What is needed is an exact transcription of every record, minus the pictures.

Raw data →
=== Begin Enclosure ===

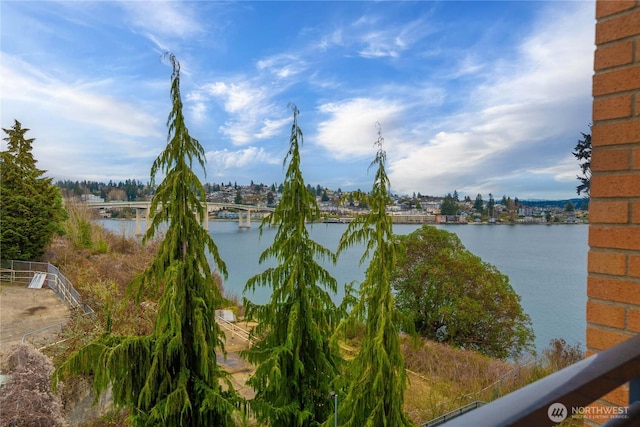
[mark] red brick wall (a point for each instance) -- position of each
(613, 283)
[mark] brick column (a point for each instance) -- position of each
(613, 283)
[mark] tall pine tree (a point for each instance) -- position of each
(295, 362)
(31, 209)
(171, 377)
(376, 378)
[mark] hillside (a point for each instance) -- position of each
(442, 378)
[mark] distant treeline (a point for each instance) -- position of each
(133, 189)
(578, 203)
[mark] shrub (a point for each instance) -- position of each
(26, 398)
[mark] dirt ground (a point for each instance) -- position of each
(24, 310)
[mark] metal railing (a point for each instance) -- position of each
(568, 392)
(453, 414)
(23, 271)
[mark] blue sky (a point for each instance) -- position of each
(478, 97)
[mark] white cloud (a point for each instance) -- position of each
(515, 120)
(171, 19)
(350, 128)
(80, 102)
(252, 113)
(224, 160)
(282, 66)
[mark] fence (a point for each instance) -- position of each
(23, 272)
(450, 415)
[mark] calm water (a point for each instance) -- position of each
(546, 265)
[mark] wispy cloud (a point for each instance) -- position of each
(224, 160)
(349, 130)
(513, 115)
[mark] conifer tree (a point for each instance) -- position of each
(295, 362)
(171, 377)
(31, 209)
(376, 378)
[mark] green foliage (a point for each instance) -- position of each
(171, 376)
(456, 298)
(478, 205)
(375, 380)
(30, 205)
(295, 362)
(583, 154)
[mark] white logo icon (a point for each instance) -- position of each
(557, 412)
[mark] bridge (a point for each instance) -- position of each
(142, 210)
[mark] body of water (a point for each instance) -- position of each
(546, 265)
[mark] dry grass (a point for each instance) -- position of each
(441, 378)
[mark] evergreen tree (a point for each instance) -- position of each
(583, 154)
(490, 205)
(376, 378)
(295, 362)
(478, 205)
(31, 209)
(171, 376)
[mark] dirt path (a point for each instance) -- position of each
(24, 310)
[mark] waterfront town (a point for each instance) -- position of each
(338, 206)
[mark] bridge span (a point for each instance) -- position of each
(142, 210)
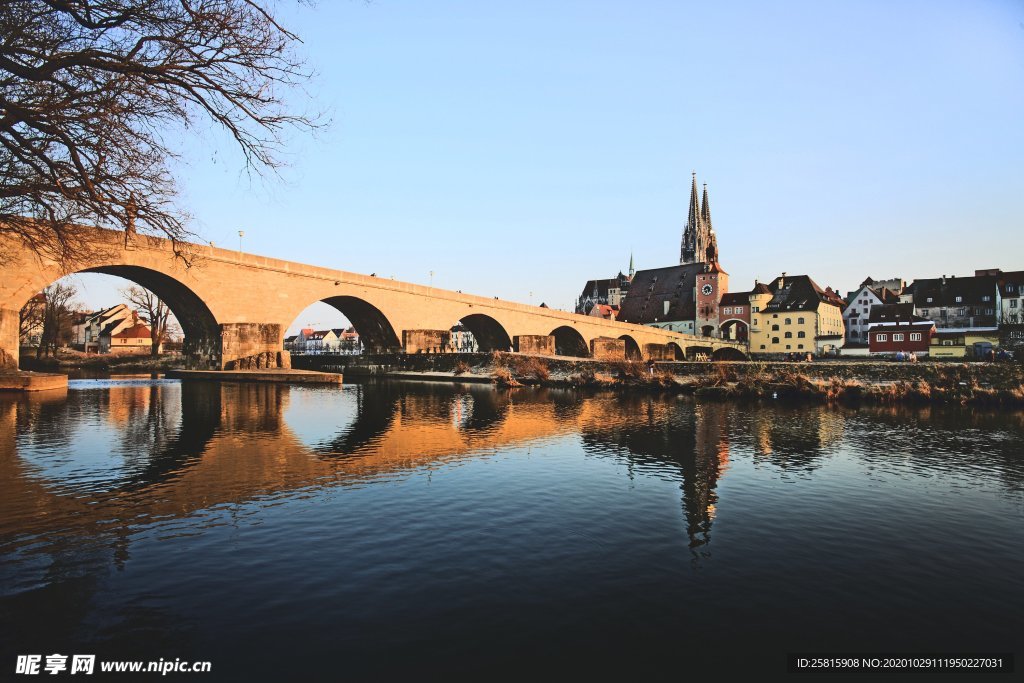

=== End Enclosure ===

Solved exercise →
[mark] red brick wall (a point for each instance) -- position of each
(613, 283)
[mark] brick column (a point for each instance) -- position of each
(613, 283)
[mark] tall pine tree (a point for each instance) -- position of each
(295, 362)
(31, 209)
(171, 377)
(376, 378)
[mark] hillside (a point for each instance) -- position of each
(442, 378)
[mark] distant treeline (a point for each instance) -- position of each
(133, 189)
(578, 203)
[mark] shrub (a point for each instance) -- position of each
(26, 398)
[mark] dirt ground (a point for each instance) -- position of each
(24, 310)
[mark] metal railing (a point for each instance) -- position of each
(568, 392)
(453, 414)
(23, 271)
[mark] blue sky (a point for each instance) -- position of each
(478, 97)
[mark] white cloud (a point for each instance) -- position of each
(515, 120)
(171, 19)
(350, 128)
(80, 102)
(252, 113)
(224, 160)
(282, 66)
[mark] fence (a point for each instance) -- position of each
(23, 272)
(450, 415)
[mark] calm water (a point for each instance) -- position of each
(546, 265)
[mark] wispy cloud (a point for each instance) -- position of each
(224, 160)
(349, 130)
(513, 115)
[mark] conifer tree (a point for each instance) -- position of each
(295, 362)
(171, 377)
(31, 209)
(376, 378)
[mark] green foliage (a point for each instance) -- position of each
(171, 376)
(456, 298)
(478, 205)
(375, 380)
(30, 205)
(295, 362)
(583, 154)
[mark] white logo icon (a point for each instance) -- position of each
(557, 412)
[mark] bridge (a point for each instance) -- position of each
(142, 210)
[mark] body of water (a point for each instance) -- position of each
(546, 265)
[mark] dry grass (a point for each instance) -- position of each
(441, 378)
[mark] evergreen tree (a point for each instance) -- position of each
(583, 154)
(490, 205)
(376, 378)
(295, 362)
(478, 205)
(31, 209)
(171, 376)
[mark] dirt path (a point for each instance) -- position of each
(24, 310)
[mark] waterfront town (a point for each instance) -- position of each
(338, 206)
[mark] bridge span (a point for each instance) -- position of each
(142, 210)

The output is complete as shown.